- TASK PROMPT -
Count, in the data that follows, every line with the string "below", and give that count as the whole reply.
******
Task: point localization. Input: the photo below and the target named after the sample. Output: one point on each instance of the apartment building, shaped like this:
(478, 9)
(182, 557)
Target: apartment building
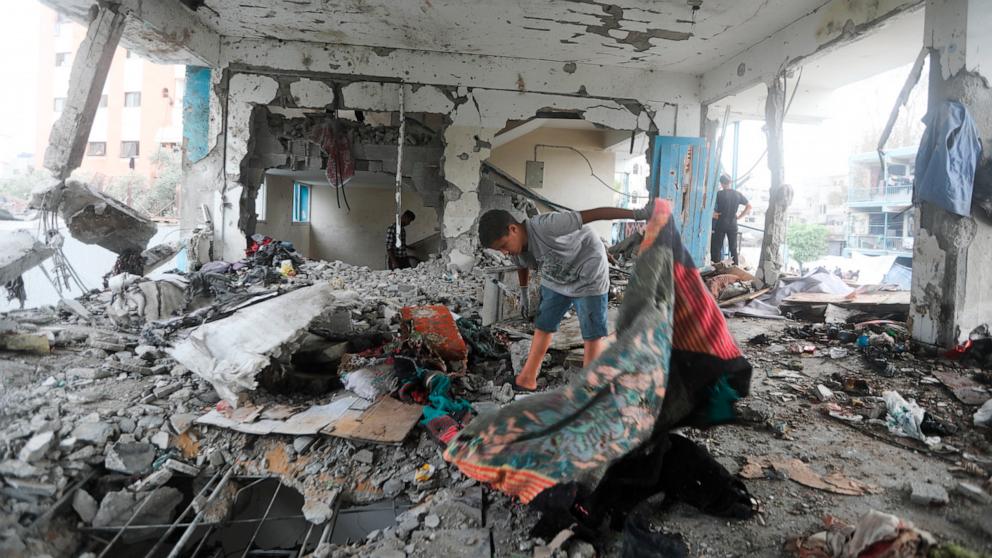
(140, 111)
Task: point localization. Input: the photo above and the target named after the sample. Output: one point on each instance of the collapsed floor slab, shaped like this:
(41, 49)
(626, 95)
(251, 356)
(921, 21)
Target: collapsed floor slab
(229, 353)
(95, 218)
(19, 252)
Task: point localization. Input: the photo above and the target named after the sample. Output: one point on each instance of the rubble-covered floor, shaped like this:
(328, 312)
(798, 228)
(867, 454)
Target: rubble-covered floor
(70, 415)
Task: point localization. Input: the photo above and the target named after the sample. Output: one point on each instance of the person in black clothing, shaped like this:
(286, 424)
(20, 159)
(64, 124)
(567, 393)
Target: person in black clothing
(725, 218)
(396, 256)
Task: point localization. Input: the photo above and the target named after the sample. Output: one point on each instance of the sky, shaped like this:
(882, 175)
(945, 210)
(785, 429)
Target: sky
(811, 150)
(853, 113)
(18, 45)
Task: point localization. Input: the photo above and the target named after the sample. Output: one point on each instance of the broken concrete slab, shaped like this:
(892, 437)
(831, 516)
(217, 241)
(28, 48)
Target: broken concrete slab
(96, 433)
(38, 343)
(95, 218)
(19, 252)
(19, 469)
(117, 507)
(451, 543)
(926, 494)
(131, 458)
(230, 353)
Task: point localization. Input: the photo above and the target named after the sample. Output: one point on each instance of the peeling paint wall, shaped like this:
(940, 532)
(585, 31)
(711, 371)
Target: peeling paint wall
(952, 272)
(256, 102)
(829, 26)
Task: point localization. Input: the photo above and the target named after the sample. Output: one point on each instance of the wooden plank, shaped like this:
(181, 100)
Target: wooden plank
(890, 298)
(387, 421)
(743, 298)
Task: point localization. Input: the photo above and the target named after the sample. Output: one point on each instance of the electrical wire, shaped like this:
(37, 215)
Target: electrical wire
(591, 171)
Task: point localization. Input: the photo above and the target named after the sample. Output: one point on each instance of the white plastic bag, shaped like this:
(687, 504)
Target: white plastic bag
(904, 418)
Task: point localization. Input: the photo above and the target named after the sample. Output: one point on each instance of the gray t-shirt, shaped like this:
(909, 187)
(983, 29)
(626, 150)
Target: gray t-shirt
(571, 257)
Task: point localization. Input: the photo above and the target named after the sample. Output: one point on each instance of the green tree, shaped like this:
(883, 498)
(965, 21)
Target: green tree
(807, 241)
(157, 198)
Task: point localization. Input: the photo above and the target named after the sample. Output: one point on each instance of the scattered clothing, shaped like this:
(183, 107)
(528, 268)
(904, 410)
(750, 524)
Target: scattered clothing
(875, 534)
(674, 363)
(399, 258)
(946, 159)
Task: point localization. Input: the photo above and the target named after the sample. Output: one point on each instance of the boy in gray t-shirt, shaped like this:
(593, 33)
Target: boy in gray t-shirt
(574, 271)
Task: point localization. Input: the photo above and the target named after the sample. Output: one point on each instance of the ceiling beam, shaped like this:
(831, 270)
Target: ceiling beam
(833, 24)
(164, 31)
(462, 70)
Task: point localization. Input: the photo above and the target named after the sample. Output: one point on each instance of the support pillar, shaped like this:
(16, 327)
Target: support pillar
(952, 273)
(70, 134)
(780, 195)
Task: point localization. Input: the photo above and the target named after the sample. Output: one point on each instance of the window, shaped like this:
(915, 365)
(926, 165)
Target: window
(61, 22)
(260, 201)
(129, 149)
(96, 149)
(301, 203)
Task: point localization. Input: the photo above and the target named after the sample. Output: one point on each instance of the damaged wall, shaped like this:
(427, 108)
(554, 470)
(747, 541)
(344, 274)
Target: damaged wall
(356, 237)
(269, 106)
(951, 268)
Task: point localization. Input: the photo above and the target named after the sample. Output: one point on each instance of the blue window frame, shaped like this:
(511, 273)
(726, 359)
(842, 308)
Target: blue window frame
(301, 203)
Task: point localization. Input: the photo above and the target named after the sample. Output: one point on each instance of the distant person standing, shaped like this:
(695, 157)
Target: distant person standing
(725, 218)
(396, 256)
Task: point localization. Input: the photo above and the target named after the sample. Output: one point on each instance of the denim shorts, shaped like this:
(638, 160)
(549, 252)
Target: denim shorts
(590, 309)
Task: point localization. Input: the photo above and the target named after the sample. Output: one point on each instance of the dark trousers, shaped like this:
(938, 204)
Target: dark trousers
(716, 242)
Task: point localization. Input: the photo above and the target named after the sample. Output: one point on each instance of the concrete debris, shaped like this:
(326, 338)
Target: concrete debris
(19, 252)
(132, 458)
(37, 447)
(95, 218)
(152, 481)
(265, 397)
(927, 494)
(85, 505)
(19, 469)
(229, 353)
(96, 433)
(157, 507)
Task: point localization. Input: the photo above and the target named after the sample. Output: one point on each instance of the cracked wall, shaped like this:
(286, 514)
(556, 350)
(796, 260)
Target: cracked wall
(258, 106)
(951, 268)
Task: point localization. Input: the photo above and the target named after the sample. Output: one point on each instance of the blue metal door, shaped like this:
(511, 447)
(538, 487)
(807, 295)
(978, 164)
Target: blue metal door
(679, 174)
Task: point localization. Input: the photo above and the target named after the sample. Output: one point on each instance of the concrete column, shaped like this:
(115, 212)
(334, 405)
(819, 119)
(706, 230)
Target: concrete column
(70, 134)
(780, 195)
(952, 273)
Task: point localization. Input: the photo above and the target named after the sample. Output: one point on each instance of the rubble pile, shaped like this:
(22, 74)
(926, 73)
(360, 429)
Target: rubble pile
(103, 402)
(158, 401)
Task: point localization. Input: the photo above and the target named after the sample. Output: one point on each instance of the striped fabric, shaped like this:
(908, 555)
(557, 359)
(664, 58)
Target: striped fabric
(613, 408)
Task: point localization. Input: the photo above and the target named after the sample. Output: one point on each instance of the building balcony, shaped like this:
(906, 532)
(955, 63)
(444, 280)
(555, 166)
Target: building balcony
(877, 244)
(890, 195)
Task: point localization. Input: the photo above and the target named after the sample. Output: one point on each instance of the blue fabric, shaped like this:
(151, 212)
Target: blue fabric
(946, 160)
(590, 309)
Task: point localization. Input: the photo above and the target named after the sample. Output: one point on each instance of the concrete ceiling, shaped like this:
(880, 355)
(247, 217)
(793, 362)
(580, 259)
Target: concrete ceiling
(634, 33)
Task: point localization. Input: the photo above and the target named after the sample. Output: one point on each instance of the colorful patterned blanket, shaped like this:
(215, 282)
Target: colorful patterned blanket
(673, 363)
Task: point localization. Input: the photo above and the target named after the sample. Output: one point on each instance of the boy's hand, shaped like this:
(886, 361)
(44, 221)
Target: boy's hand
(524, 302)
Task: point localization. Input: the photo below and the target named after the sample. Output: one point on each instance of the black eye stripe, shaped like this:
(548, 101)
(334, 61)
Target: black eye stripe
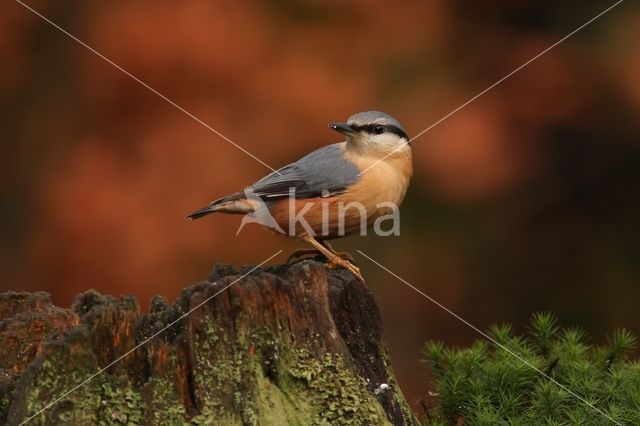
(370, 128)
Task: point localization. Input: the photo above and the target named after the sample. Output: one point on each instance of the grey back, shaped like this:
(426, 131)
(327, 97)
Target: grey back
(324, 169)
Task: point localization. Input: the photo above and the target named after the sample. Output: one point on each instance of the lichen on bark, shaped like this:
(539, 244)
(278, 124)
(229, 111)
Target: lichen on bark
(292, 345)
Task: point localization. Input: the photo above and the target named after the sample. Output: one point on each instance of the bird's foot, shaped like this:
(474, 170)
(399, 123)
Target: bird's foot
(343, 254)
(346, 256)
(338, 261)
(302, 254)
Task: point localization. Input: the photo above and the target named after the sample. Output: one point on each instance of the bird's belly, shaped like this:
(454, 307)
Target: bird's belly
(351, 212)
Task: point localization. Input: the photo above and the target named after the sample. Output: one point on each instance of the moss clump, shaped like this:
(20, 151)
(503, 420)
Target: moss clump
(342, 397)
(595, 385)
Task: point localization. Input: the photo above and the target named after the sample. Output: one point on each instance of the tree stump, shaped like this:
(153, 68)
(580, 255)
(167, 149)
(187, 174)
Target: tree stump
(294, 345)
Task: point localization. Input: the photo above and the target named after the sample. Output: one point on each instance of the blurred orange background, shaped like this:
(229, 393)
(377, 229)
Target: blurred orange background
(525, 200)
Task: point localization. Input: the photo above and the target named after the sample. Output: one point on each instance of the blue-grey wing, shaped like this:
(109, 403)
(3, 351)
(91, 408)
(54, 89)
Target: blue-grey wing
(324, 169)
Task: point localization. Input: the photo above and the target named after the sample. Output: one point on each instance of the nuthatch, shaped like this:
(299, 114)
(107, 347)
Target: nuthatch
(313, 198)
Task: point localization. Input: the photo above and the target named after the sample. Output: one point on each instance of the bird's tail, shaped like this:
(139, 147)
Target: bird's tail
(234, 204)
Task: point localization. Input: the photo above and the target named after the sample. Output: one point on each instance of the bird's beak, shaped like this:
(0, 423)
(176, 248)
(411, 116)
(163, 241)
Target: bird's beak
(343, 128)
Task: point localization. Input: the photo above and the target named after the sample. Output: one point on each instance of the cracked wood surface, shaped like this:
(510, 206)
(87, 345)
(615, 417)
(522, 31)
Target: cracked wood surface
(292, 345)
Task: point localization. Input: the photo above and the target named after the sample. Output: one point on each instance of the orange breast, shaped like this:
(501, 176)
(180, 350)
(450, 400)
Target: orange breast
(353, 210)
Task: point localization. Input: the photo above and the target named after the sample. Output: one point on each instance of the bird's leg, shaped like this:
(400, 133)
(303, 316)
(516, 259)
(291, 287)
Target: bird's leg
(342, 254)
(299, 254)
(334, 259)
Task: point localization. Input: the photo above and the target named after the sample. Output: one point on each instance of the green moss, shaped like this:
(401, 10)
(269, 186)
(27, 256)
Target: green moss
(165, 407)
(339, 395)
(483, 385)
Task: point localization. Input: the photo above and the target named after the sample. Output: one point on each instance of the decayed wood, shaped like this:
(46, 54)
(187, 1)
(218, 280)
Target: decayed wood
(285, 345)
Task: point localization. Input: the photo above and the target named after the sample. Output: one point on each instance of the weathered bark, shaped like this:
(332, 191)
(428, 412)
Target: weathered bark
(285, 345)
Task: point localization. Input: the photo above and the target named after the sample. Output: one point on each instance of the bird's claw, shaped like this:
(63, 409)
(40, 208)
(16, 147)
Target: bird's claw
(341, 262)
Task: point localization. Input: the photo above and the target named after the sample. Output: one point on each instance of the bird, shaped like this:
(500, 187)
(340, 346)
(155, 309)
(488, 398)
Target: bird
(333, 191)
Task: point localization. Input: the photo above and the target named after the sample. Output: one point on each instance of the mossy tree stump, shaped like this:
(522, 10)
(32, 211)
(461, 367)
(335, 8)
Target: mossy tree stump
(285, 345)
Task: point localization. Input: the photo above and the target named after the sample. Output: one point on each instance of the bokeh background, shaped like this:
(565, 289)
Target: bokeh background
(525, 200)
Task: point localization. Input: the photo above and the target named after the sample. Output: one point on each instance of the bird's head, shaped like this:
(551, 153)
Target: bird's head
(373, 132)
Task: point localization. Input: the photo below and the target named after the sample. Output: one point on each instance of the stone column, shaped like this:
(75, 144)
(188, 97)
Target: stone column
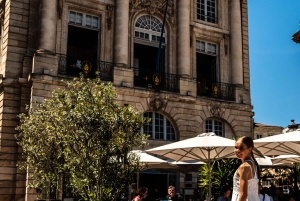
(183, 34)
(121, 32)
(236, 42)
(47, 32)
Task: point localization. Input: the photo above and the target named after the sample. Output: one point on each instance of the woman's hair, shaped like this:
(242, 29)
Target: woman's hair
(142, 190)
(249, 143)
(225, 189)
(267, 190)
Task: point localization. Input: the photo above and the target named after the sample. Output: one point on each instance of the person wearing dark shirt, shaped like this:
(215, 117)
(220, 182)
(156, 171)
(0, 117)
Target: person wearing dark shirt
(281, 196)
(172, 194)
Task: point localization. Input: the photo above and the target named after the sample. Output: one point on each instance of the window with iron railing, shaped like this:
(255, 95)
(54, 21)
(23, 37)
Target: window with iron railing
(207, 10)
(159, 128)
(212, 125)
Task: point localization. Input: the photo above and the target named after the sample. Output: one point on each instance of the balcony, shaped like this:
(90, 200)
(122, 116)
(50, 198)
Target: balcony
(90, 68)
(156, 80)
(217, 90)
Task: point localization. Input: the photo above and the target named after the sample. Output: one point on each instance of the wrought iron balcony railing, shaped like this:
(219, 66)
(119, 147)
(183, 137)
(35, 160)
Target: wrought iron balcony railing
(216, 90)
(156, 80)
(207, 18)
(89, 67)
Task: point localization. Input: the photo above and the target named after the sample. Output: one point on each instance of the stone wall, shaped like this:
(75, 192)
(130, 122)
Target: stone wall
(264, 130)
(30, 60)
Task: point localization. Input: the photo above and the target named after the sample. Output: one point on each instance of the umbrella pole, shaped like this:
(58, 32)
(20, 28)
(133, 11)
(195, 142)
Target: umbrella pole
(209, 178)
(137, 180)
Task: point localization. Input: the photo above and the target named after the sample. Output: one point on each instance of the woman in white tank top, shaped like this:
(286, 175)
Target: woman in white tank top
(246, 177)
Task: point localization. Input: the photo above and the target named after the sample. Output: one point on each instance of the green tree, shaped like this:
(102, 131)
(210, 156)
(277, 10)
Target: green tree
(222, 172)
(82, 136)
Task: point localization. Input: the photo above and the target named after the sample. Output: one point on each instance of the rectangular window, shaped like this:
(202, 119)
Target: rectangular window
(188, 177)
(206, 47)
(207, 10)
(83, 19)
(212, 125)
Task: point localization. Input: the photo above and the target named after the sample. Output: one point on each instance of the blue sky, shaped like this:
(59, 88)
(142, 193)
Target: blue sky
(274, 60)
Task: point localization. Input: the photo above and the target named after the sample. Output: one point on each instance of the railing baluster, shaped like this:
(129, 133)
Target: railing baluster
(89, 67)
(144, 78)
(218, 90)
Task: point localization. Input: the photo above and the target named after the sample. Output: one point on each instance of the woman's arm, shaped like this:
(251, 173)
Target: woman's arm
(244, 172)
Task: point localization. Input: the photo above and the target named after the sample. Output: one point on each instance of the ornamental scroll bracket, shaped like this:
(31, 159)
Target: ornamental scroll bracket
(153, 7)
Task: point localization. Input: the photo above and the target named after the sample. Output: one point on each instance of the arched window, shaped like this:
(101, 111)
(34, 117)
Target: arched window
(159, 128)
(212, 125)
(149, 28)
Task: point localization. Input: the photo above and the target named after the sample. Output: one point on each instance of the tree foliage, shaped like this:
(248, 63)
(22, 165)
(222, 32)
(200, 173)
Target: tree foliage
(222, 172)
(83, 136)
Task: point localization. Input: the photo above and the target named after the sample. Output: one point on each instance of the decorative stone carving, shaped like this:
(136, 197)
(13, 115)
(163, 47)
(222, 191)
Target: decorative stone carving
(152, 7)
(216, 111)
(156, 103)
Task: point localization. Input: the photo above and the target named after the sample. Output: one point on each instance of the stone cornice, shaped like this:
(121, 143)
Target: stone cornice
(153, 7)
******
- SOLVED EXERCISE -
3